Record set —
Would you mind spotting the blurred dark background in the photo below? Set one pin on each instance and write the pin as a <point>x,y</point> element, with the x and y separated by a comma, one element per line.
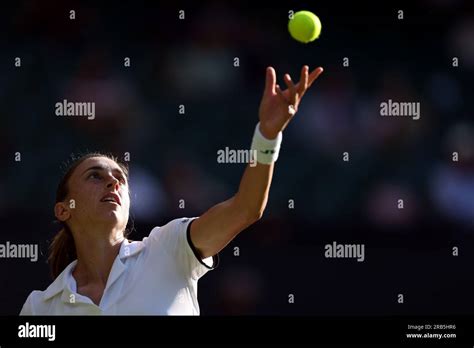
<point>173,156</point>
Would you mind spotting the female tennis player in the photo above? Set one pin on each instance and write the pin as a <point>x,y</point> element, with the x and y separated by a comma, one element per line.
<point>97,270</point>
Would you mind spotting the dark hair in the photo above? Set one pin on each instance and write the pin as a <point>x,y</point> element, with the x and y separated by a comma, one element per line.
<point>62,250</point>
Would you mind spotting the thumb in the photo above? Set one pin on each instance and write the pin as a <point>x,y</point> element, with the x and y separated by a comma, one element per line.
<point>270,81</point>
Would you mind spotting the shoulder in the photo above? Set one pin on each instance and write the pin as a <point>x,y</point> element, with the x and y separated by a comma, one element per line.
<point>173,230</point>
<point>32,302</point>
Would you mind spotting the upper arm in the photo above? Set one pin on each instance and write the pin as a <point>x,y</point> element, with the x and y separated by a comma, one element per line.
<point>28,306</point>
<point>174,240</point>
<point>213,230</point>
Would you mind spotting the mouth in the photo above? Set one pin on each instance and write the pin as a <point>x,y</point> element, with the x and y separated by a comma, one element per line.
<point>111,198</point>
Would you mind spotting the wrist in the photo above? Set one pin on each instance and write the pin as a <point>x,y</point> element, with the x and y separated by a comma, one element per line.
<point>266,133</point>
<point>266,149</point>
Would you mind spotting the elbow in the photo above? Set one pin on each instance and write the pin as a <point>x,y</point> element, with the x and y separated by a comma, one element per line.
<point>254,216</point>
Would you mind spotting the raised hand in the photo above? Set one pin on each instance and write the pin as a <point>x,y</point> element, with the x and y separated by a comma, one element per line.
<point>278,107</point>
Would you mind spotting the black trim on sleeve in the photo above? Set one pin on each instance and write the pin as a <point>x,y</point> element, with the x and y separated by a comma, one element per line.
<point>215,258</point>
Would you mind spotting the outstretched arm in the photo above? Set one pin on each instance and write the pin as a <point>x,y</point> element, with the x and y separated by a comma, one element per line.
<point>220,224</point>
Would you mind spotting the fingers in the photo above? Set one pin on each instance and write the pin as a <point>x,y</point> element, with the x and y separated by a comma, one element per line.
<point>291,88</point>
<point>314,75</point>
<point>303,84</point>
<point>291,106</point>
<point>270,81</point>
<point>280,94</point>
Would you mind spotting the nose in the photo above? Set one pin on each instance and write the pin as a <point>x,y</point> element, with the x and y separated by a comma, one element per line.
<point>113,182</point>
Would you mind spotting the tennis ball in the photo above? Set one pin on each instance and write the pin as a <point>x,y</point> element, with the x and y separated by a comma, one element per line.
<point>305,26</point>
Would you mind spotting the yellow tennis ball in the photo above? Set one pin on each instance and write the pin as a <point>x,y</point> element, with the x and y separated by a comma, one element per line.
<point>305,26</point>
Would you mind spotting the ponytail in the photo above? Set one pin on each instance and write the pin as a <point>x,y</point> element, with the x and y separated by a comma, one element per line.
<point>62,251</point>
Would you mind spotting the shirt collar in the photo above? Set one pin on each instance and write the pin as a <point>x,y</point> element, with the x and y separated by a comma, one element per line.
<point>62,282</point>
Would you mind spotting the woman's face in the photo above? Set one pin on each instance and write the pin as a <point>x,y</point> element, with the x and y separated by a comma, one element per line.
<point>98,195</point>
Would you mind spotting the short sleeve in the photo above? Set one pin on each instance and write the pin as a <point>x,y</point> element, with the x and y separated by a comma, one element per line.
<point>174,237</point>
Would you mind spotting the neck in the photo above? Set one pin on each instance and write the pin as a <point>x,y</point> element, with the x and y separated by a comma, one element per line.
<point>96,253</point>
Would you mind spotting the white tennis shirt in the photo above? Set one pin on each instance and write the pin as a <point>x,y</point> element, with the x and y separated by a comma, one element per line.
<point>156,276</point>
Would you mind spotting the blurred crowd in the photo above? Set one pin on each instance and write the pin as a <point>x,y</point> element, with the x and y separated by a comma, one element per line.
<point>191,62</point>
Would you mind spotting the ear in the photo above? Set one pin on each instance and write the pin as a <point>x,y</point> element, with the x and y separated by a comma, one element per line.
<point>62,212</point>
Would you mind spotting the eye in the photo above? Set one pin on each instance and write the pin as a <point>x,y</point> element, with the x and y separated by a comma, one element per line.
<point>94,175</point>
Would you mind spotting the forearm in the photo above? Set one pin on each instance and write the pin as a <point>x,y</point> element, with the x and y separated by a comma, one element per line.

What is expected — Place every line of the records above into a JSON list of strings, one string per line, omitting blank lines and leaving the pictures out.

Result for this exercise —
[
  "Would you mind spotting the blurred dark background in the photo below? Set one pin on each instance and write the pin as a <point>x,y</point> element, with the x and y separated by a comma, one element per line.",
  "<point>173,156</point>",
  "Would you mind spotting the female tennis player in the photo above? Set one pin on each instance and write the pin as a <point>x,y</point> element, with the x and y separated by a comma, one element per line.",
  "<point>97,270</point>",
  "Would you mind spotting the dark hair in the photo above? Set one pin on each instance and write the pin as a <point>x,y</point> element, with the x and y separated by a comma, one element per line.",
  "<point>62,250</point>",
  "Would you mind spotting the thumb in the photo above? Set one pin on each instance and write the pin as a <point>x,y</point> element, with the x and y separated by a comma, one element per line.",
  "<point>270,81</point>",
  "Would you mind spotting the shoulder in the photo above? Set one pin on each instance and write the pin as a <point>x,y</point> element, with the x and y separated by a comma, one element per line.",
  "<point>173,230</point>",
  "<point>32,302</point>",
  "Would you mind spotting the upper arm in the photo above? Set one pin on each instance and write the pin as a <point>x,y</point> element, with the x and y separated by a comma, one element per line.",
  "<point>28,306</point>",
  "<point>174,240</point>",
  "<point>213,230</point>",
  "Would you mind spotting the mouth in the photo above? Set one pin on each instance and write the pin as a <point>x,y</point> element, with the x and y separated by a comma, one element per line.",
  "<point>111,198</point>",
  "Would you mind spotting the wrist in the photo above? Set one pin on each instance and write the pin as a <point>x,y</point> element, with the x and y separated by a comma, one element per line.",
  "<point>266,133</point>",
  "<point>266,149</point>",
  "Would you mind spotting the elbow in the photo above? Set one pin on each instance and write the pin as a <point>x,y</point> element, with the x and y separated by a comma, one element per line.",
  "<point>254,216</point>",
  "Would you mind spotting the raised hand in the photo above? Set one pin on each instance and write the pin as a <point>x,y</point> element, with the x and y separated by a comma, one element per line.",
  "<point>278,107</point>",
  "Would you mind spotting the black trim on sleeve in the photo above? Set one pin on each instance and write the pin as a <point>x,y</point> element, with the x and y separated by a comma, one element per line.",
  "<point>215,258</point>",
  "Would you mind spotting the outstretched arm in the photo above? Set one pin on each instance and write the pin as a <point>x,y</point> element, with the x and y separated by a comma, one element per line.",
  "<point>220,224</point>",
  "Would you mind spotting the fingers in the photo above? Set one pin on each instance and write the pin as a <point>x,y</point> element, with the x and y separated by a comma, one element per line.",
  "<point>291,88</point>",
  "<point>314,75</point>",
  "<point>303,84</point>",
  "<point>291,106</point>",
  "<point>270,81</point>",
  "<point>280,94</point>",
  "Would you mind spotting the nose in the photo above? Set one pin on each instance and write the pin as a <point>x,y</point> element, with the x and y separated by a comma, one element per line.",
  "<point>113,182</point>",
  "Would you mind spotting the tennis ball in the photo above? Set one pin on each instance and write the pin as a <point>x,y</point> element, with the x and y separated by a comma, one element per line.",
  "<point>305,26</point>",
  "Would you mind spotting the yellow tennis ball in the photo above? Set one pin on each instance and write the pin as a <point>x,y</point> element, with the x and y separated by a comma, one element per line.",
  "<point>305,26</point>",
  "Would you mind spotting the ponytail in the photo above? Set one pin on each instance and write the pin as a <point>x,y</point> element, with the x and y separated by a comma, one element per line.",
  "<point>62,251</point>",
  "Would you mind spotting the shirt collar in the photo above? Set one pin on each instance and write the pin as a <point>x,y</point> element, with the x and y separated by a comma, one element per line.",
  "<point>62,282</point>",
  "Would you mind spotting the woman's face in the photo above? Set one pin on each instance and write the pin as a <point>x,y</point> element, with the x and y separated by a comma, one element per line.",
  "<point>98,195</point>",
  "Would you mind spotting the short sleeve in the photo above? Set one pin on each instance and write the pin as a <point>x,y</point> element, with the x and y separated by a comma, one element per line.",
  "<point>174,237</point>",
  "Would you mind spotting the neck in the photo above? Set one pin on each instance and write the pin as a <point>x,y</point> element, with the x and y separated by a comma, one element per line.",
  "<point>96,253</point>",
  "Would you mind spotting the white tennis shirt in the photo above? Set one pin on each instance and write the pin as a <point>x,y</point> element, with the x and y separated by a comma, one element per line.",
  "<point>156,276</point>",
  "Would you mind spotting the blurred crowd in the photo above? Set one pin on each instance and write the pin as a <point>x,y</point> element, with the x and y separated by a comma, one element per line.",
  "<point>191,62</point>",
  "Would you mind spotting the ear in the photo above? Set one pin on each instance and write the pin as a <point>x,y</point> element, with the x and y separated by a comma, one element per line.",
  "<point>62,212</point>",
  "Would you mind spotting the eye in the photo above? Set one pin on each instance and write the pin as a <point>x,y</point> element, with the x and y separated by a comma, one element per line.",
  "<point>94,175</point>",
  "Would you mind spotting the forearm in the photo above? Set one pin on each instance and write the pin as a <point>x,y</point> element, with the x and y separated by a comma, one element per line."
]